=== PAGE EXTRACT ===
I guess Funai got tired of hearing from all the Tim-the-Tool-Man "More Power" guys here who kept asking how big a drive they could install, why was it limited to 500GB, and made some "Wishes" (including "keep making the 515"!)?

 

So they say, "Your wish is my command" and we start wishing for "Less Power"!? biggrin.gif

post #21221 of 25403
The newest of my 5 Funais, a 6 month old refurb V513 connected to BHN and used for timer recording off both the cable box via L2 and via QAM, froze up more than once in recent weeks, requiring soft reset each time. Because of that, and because its timers will only tune NBC on a random basis (confusing between 8.1 and 104.6, and getting only black when wrong), I did the DTV-S 0x2C (from 0x2B) upgrade some hours ago. Unlike the V upgrade, nothing apparent in settings was changed. Even the timers survived. I did a channels rescan anyway. A couple of 1-2 minute test recordings afterward of NBC worked, so I'm hopeful it's better, both for timer recording NBC, and ending the freezes.
post #21222 of 25403
Long time no posting here. My guess about the 1TB hard drive is because 500GB is now the norm and will soon be overtaken by the 1TB as the norm, then a few months later by the 2TB. Hard drive sizes are beginning to grow pretty quickly. 5TB drives are already showing up. Try to find a 500GB IDE drive for the 3575/3576 or 2160/2160A. If you can find one, it is more than double the price from a few years ago when us old timers were upgrading. So, even though the newer recorders use SATA drives, cost is certainly a factor in going with the larger hard drive now.

I agree that a 1TB hard drive is pretty much overkill, although I have two recorders with 500GB hard drives with about 50 hours left on each (SP recording speed) that I haven't even started watching yet, so having some more room might be beneficial. However, filling up a 1TB hard drive with over 400 hours of recordings at SP recording speed would end up with you deleting things because there is just no time to watch them (although you could dub to DVD for watching years from now if you ever get around to it). Fortunately, I still have the 160GB drives that I replaced with 500GB drives that I can swap out if I need to add more recordings before I watch, dub, or delete what I already have recorded.
post #21223 of 25403
Thread Starter 

The 2160A was the first Mag to use a SATA HDD.

post #21224 of 25403
Good luck with the NBC prob. The firmware fix didn't help me. I've given up trying to get the NBC regular transmission because it is hit and miss. I've resigned myself to recording the oddball sd version coming through the cable. Affects both my Vizio TV and my 515.

Quote:
Originally Posted by mrmazda View Post

The newest of my 5 Funais, a 6 month old refurb V513 connected to BHN and used for timer recording off both the cable box via L2 and via QAM, froze up more than once in recent weeks, requiring soft reset each time. Because of that, and because its timers will only tune NBC on a random basis (confusing between 8.1 and 104.6, and getting only black when wrong), I did the DTV-S 0x2C (from 0x2B) upgrade some hours ago. Unlike the V upgrade, nothing apparent in settings was changed. Even the timers survived. I did a channels rescan anyway. A couple of 1-2 minute test recordings afterward of NBC worked, so I'm hopeful it's better, both for timer recording NBC, and ending the freezes.
=== SUPPLIED MATERIAL ===
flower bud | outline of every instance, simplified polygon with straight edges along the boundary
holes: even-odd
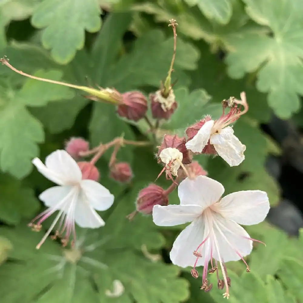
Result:
[[[89,143],[82,138],[71,138],[65,144],[65,150],[75,159],[81,158],[82,152],[88,150]]]
[[[132,178],[132,172],[127,162],[119,162],[115,163],[111,167],[110,176],[116,181],[127,183]]]
[[[137,211],[145,215],[152,212],[154,205],[166,205],[168,198],[164,190],[155,184],[151,184],[139,192],[136,202]]]
[[[204,125],[205,122],[210,121],[211,120],[210,116],[206,116],[204,118],[194,123],[192,125],[188,126],[185,131],[186,135],[187,136],[188,141],[191,140],[197,135],[197,133],[200,130],[200,128]]]
[[[98,181],[100,174],[98,168],[90,162],[83,161],[77,163],[82,173],[82,179]]]
[[[122,94],[122,102],[118,105],[117,113],[120,117],[137,121],[143,118],[147,110],[147,101],[140,92],[128,92]]]
[[[184,164],[188,164],[190,163],[191,160],[189,157],[188,150],[185,146],[186,140],[184,137],[179,138],[176,135],[166,135],[164,136],[163,141],[161,145],[158,146],[158,152],[157,155],[159,157],[161,152],[168,147],[176,148],[182,153],[183,158],[182,163]],[[159,162],[158,161],[158,162]]]
[[[172,89],[171,89],[167,98],[162,95],[159,90],[155,94],[150,94],[149,99],[152,103],[152,114],[155,119],[168,120],[178,107]]]

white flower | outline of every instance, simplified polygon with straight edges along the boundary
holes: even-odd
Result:
[[[221,183],[205,176],[193,180],[187,178],[178,188],[180,205],[155,205],[152,215],[154,222],[160,226],[191,222],[174,243],[170,254],[171,261],[182,267],[193,266],[194,276],[198,275],[195,267],[203,265],[202,287],[208,290],[212,286],[208,285],[206,278],[208,263],[211,261],[210,272],[214,272],[218,270],[218,261],[223,280],[218,280],[218,283],[222,286],[221,289],[225,285],[224,295],[228,297],[230,281],[225,262],[241,259],[249,271],[243,257],[250,253],[253,241],[258,241],[239,225],[263,221],[269,204],[266,193],[261,191],[238,191],[221,198],[224,191]]]
[[[177,148],[168,147],[160,153],[159,156],[167,169],[174,176],[177,175],[183,159],[183,154]]]
[[[202,152],[209,141],[209,144],[213,145],[218,154],[231,166],[240,164],[244,159],[243,153],[246,147],[234,135],[232,128],[227,125],[248,110],[245,93],[241,93],[241,100],[232,99],[235,105],[228,114],[223,113],[215,121],[210,120],[206,122],[195,135],[186,143],[186,148],[194,152]],[[243,105],[244,110],[240,111],[237,105]]]
[[[65,151],[57,150],[45,159],[45,165],[38,158],[32,161],[38,171],[45,177],[57,184],[43,191],[39,198],[48,208],[35,218],[29,224],[36,230],[41,223],[58,211],[57,216],[42,239],[37,245],[40,248],[61,218],[55,236],[60,237],[66,245],[71,234],[75,240],[75,222],[81,227],[95,228],[103,226],[104,221],[95,210],[104,211],[114,202],[114,196],[98,182],[83,180],[77,162]],[[36,223],[34,224],[36,220]]]

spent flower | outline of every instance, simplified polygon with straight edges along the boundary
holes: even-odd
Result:
[[[66,151],[59,150],[52,153],[45,158],[45,165],[38,158],[32,162],[40,173],[58,185],[45,191],[39,196],[48,208],[29,224],[34,230],[39,231],[42,222],[58,211],[37,245],[37,249],[40,248],[59,219],[54,237],[60,237],[64,245],[67,245],[71,235],[73,241],[75,240],[75,222],[80,227],[86,228],[97,228],[105,225],[96,210],[104,211],[109,208],[114,202],[113,195],[100,183],[84,178],[85,176],[77,162]]]
[[[244,159],[246,148],[234,135],[232,128],[228,125],[248,110],[245,93],[242,92],[240,96],[241,100],[231,97],[228,101],[223,100],[223,113],[220,118],[216,120],[209,120],[209,117],[204,118],[200,122],[201,128],[191,138],[195,126],[188,128],[189,139],[185,145],[186,148],[194,152],[212,153],[215,151],[231,166],[240,164]],[[243,106],[243,110],[238,108],[238,105]],[[224,110],[229,105],[231,107],[225,114]],[[213,147],[214,151],[212,149]]]
[[[154,222],[160,226],[191,222],[176,239],[170,252],[171,259],[181,267],[192,266],[195,270],[192,274],[195,278],[196,268],[203,266],[201,288],[205,291],[212,286],[207,278],[208,264],[210,261],[211,266],[209,272],[214,272],[218,270],[218,262],[224,283],[218,275],[218,287],[224,285],[223,295],[228,298],[231,281],[225,263],[241,259],[246,271],[249,271],[243,257],[250,253],[253,241],[260,242],[251,238],[239,225],[262,221],[269,210],[269,204],[264,191],[243,191],[222,198],[224,191],[221,183],[205,176],[193,180],[187,178],[178,188],[180,204],[156,205],[152,215]]]

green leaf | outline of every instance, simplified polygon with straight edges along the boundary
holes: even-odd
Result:
[[[295,303],[295,298],[286,293],[281,283],[273,277],[269,275],[267,277],[266,290],[268,303]]]
[[[284,259],[277,275],[288,290],[300,300],[303,298],[303,263],[291,258]]]
[[[230,0],[186,0],[190,5],[197,4],[208,19],[226,24],[231,16],[232,8]]]
[[[37,76],[58,79],[58,71],[37,72]],[[10,87],[2,93],[0,112],[0,166],[2,171],[22,178],[32,169],[32,160],[39,155],[37,144],[44,140],[41,123],[26,106],[41,106],[51,100],[72,98],[67,88],[28,79],[19,91]],[[22,148],[20,148],[20,147]]]
[[[10,256],[15,260],[1,266],[2,299],[7,303],[17,303],[22,298],[29,303],[50,302],[54,297],[58,303],[174,303],[186,299],[188,283],[178,277],[179,268],[151,257],[163,243],[151,218],[138,216],[130,222],[125,218],[141,186],[114,203],[104,228],[78,232],[73,250],[63,249],[49,238],[37,251],[40,233],[22,225],[0,229],[0,235],[12,243]],[[144,245],[148,251],[154,250],[145,254]],[[124,291],[110,298],[115,280],[122,283]],[[20,285],[18,292],[13,291],[16,283]]]
[[[85,30],[95,32],[100,29],[101,12],[97,0],[44,0],[35,9],[32,23],[38,28],[46,28],[42,37],[43,46],[51,50],[57,62],[66,64],[84,46]]]
[[[40,203],[34,190],[23,185],[18,180],[0,174],[0,220],[16,224],[22,218],[29,218],[39,209]]]
[[[140,37],[135,42],[132,51],[108,71],[107,85],[122,91],[146,85],[158,87],[168,72],[173,45],[173,38],[165,39],[160,31],[152,31]],[[191,44],[178,39],[175,76],[179,75],[180,70],[195,69],[199,56],[198,51]]]
[[[6,0],[0,2],[0,19],[7,25],[12,20],[26,19],[32,13],[40,0]]]
[[[164,127],[172,130],[183,129],[184,132],[188,125],[206,114],[206,105],[209,105],[211,97],[203,89],[196,90],[190,94],[187,88],[180,87],[175,90],[174,93],[178,107]]]
[[[234,36],[231,39],[233,49],[226,59],[228,73],[233,78],[239,78],[245,72],[257,71],[258,89],[268,93],[269,105],[277,115],[289,118],[300,109],[298,95],[303,95],[300,2],[244,2],[250,16],[269,27],[272,37],[254,33]]]

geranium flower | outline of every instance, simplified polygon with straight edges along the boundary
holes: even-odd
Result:
[[[64,150],[57,150],[46,157],[45,165],[38,158],[34,159],[32,163],[39,172],[58,185],[47,189],[39,196],[48,208],[29,224],[35,230],[39,231],[42,223],[58,211],[50,227],[37,245],[37,249],[60,218],[54,236],[60,237],[65,245],[67,245],[71,234],[75,240],[75,222],[80,227],[87,228],[97,228],[105,225],[95,210],[104,211],[109,208],[114,202],[113,195],[98,182],[82,179],[80,168],[68,153]]]
[[[239,224],[250,225],[263,221],[269,209],[266,193],[259,190],[243,191],[222,198],[224,191],[219,182],[205,176],[182,181],[178,188],[180,205],[155,205],[153,209],[154,222],[160,226],[172,226],[191,223],[176,239],[170,252],[172,263],[181,267],[191,266],[192,275],[198,276],[196,266],[204,266],[201,289],[210,290],[206,278],[209,272],[216,271],[218,287],[225,286],[225,297],[229,296],[230,279],[225,262],[241,259],[247,271],[250,270],[243,258],[252,249],[257,240]],[[215,265],[213,262],[214,259]],[[219,278],[218,262],[223,279]]]
[[[228,106],[231,108],[225,114],[223,110],[222,115],[217,120],[208,118],[202,119],[198,124],[202,125],[196,134],[185,144],[186,148],[194,152],[202,153],[208,150],[215,150],[231,166],[238,165],[244,159],[244,152],[246,147],[234,135],[234,130],[229,124],[235,122],[248,110],[245,93],[240,94],[241,100],[231,97],[223,101],[223,109]],[[240,110],[238,105],[243,106]],[[192,128],[192,126],[188,128]],[[208,153],[209,153],[208,152]]]

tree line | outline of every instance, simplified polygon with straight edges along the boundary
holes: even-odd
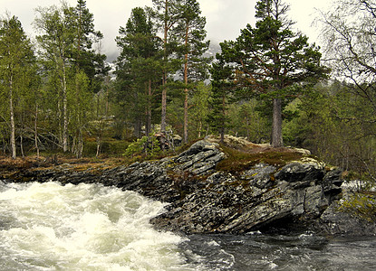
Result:
[[[213,58],[198,1],[153,0],[119,28],[114,70],[83,0],[37,8],[36,42],[16,16],[4,18],[3,153],[54,148],[80,157],[89,145],[99,155],[109,138],[231,134],[306,147],[373,176],[376,5],[334,2],[318,17],[323,50],[294,30],[287,4],[260,0],[255,24]]]

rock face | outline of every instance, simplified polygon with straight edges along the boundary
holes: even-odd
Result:
[[[170,203],[151,220],[155,227],[188,234],[310,229],[341,192],[341,171],[326,170],[313,159],[283,167],[259,163],[234,174],[216,170],[225,158],[217,144],[202,140],[178,156],[99,174],[34,171],[23,173],[20,180],[101,182],[131,190]]]

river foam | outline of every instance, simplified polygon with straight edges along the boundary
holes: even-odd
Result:
[[[184,238],[149,220],[164,204],[97,184],[0,190],[0,270],[189,270]]]

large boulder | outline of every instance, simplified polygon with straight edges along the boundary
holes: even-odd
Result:
[[[40,182],[98,182],[168,202],[166,212],[151,223],[185,233],[311,229],[322,216],[335,221],[328,207],[341,195],[341,170],[304,157],[283,165],[246,164],[236,173],[218,171],[218,163],[226,157],[218,144],[201,140],[177,156],[101,173],[62,170],[26,175]],[[331,232],[334,224],[325,225],[318,228]]]

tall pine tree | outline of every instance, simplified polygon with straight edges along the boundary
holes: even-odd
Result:
[[[287,18],[289,6],[282,0],[260,0],[257,22],[243,29],[236,42],[221,44],[228,61],[236,64],[236,81],[273,107],[272,145],[283,145],[282,111],[285,101],[325,77],[321,53],[308,38],[294,33]]]
[[[190,83],[207,76],[208,62],[211,58],[204,56],[209,47],[209,41],[205,41],[207,20],[201,16],[201,9],[197,0],[179,1],[179,23],[174,29],[174,34],[181,44],[180,54],[183,57],[184,89],[184,132],[183,139],[188,140],[188,95]]]

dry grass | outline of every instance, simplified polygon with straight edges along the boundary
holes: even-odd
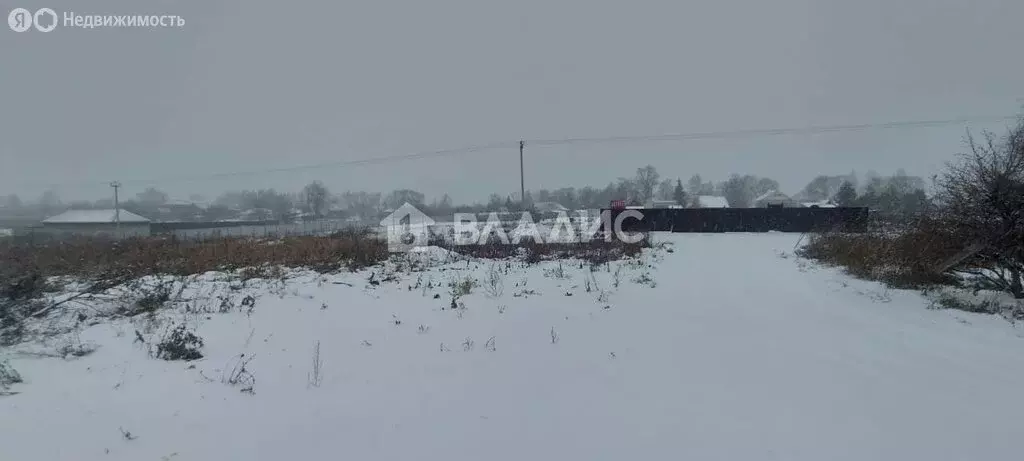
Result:
[[[437,241],[432,243],[438,246],[446,245]],[[582,259],[592,264],[603,264],[608,261],[639,256],[645,248],[650,248],[650,240],[644,239],[639,243],[624,243],[617,240],[606,242],[595,239],[581,243],[550,244],[523,241],[518,244],[446,246],[459,254],[480,259],[522,257],[529,263],[557,259]]]
[[[264,265],[332,271],[342,267],[366,267],[387,257],[386,243],[354,230],[330,237],[293,237],[271,241],[246,238],[203,242],[174,238],[120,242],[79,239],[42,245],[0,243],[0,275],[36,274],[87,279],[187,276]]]
[[[925,288],[956,283],[936,267],[963,250],[963,242],[939,222],[922,219],[898,232],[815,235],[799,254],[893,288]]]

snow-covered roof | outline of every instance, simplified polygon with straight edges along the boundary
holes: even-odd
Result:
[[[568,208],[565,208],[558,202],[538,202],[534,204],[534,208],[537,208],[538,211],[547,212],[568,211]]]
[[[697,196],[700,208],[729,208],[729,201],[720,196]]]
[[[117,214],[120,214],[121,222],[150,222],[148,219],[139,216],[131,211],[121,210],[118,213],[114,209],[108,210],[70,210],[56,216],[43,219],[46,224],[89,224],[117,222]]]

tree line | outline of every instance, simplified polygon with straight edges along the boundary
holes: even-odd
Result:
[[[816,176],[793,198],[805,202],[831,202],[840,206],[865,206],[882,213],[914,213],[930,200],[925,187],[921,177],[909,176],[903,170],[891,176],[868,171],[863,181],[851,172]],[[568,209],[597,209],[607,207],[614,200],[623,200],[628,205],[645,205],[655,200],[672,201],[684,207],[696,207],[699,206],[698,197],[718,196],[724,197],[732,207],[744,208],[755,206],[758,197],[779,190],[775,179],[753,174],[732,174],[718,182],[693,174],[683,181],[679,176],[663,176],[653,165],[645,165],[637,168],[633,175],[621,176],[604,186],[526,191],[522,200],[517,197],[518,194],[495,193],[484,202],[456,204],[444,194],[428,202],[423,193],[415,190],[399,188],[387,194],[362,191],[333,193],[317,180],[294,193],[274,188],[231,191],[210,201],[197,195],[189,196],[186,201],[171,201],[168,194],[148,187],[126,198],[120,206],[164,220],[221,220],[239,218],[241,213],[249,220],[287,221],[348,216],[369,219],[404,203],[429,214],[446,215],[502,209],[521,211],[543,202],[555,202]],[[48,191],[37,202],[28,205],[17,196],[8,196],[5,200],[0,199],[0,207],[33,208],[42,214],[53,214],[66,209],[113,208],[113,199],[102,199],[63,203],[56,193]]]

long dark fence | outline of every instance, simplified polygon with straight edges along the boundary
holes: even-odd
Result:
[[[626,211],[642,217],[626,216],[626,232],[673,233],[815,233],[867,232],[867,208],[644,208],[612,209],[615,219]]]

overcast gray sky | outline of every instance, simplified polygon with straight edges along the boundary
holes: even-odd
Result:
[[[148,5],[148,6],[142,6]],[[2,0],[183,29],[0,30],[0,194],[517,192],[517,150],[215,180],[511,141],[1013,115],[1020,0]],[[972,128],[1000,129],[1006,123]],[[526,150],[527,188],[664,176],[927,175],[965,126]],[[174,179],[174,180],[171,180]]]

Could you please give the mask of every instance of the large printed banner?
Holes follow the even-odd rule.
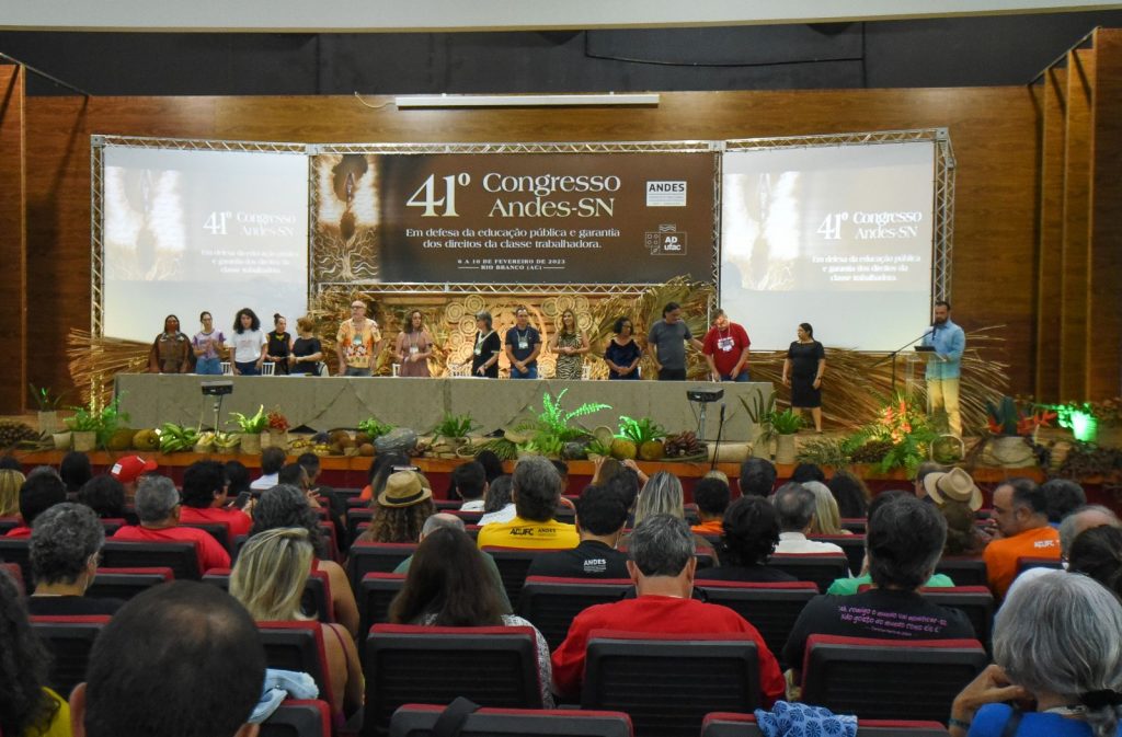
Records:
[[[711,278],[716,154],[320,154],[322,283]]]

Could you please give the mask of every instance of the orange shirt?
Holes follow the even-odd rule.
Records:
[[[985,559],[986,577],[990,589],[999,599],[1005,598],[1005,592],[1017,578],[1017,559],[1050,558],[1059,560],[1059,533],[1054,527],[1033,527],[1013,535],[992,541],[982,553]]]

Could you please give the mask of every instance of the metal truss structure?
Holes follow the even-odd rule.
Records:
[[[745,138],[726,141],[725,150],[749,151],[775,148],[812,148],[818,146],[875,146],[877,144],[902,144],[909,141],[932,141],[935,144],[931,300],[950,300],[950,256],[955,242],[955,153],[950,147],[950,132],[946,128]],[[719,269],[717,285],[719,288]]]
===
▶ STATED PROBLEM A:
Answer these questions from the forum thread:
(i) Which firmware upgrade did the owner of the refurbished V513 install?
(ii) Which Mag was the first to use a SATA HDD?
(iii) Which two devices does the writer of post #21224 say are affected by the NBC problem?
▶ STATED PROBLEM B: Copy the rows without changes, from the line with "large printed banner?" through the last line of the rows, including both of those lines. Leave the pictures out.

▶ EXPECTED ANSWER A:
(i) The DTV-S 0x2C upgrade, from 0x2B.
(ii) The 2160A.
(iii) The Vizio TV and the 515.

▶ EXPECTED ANSWER B:
Could you please give the mask of every instance of the large printed banner?
Holes follow the even-odd rule.
Records:
[[[711,278],[716,154],[320,154],[322,283]]]

Could you please give the mask of every instance of the orange shirt?
Holes follow the even-odd rule.
Records:
[[[985,559],[986,577],[990,589],[999,599],[1005,598],[1005,592],[1017,578],[1017,559],[1050,558],[1059,560],[1059,533],[1054,527],[1033,527],[1013,535],[992,541],[982,553]]]

Could you please give the mask of every instance of the metal truss structure?
Holes follow the even-odd rule.
Records:
[[[745,138],[726,141],[725,150],[749,151],[775,148],[812,148],[818,146],[875,146],[877,144],[902,144],[909,141],[932,141],[935,144],[931,300],[950,300],[950,256],[955,242],[955,153],[950,147],[950,132],[946,128]],[[719,269],[717,285],[719,288]]]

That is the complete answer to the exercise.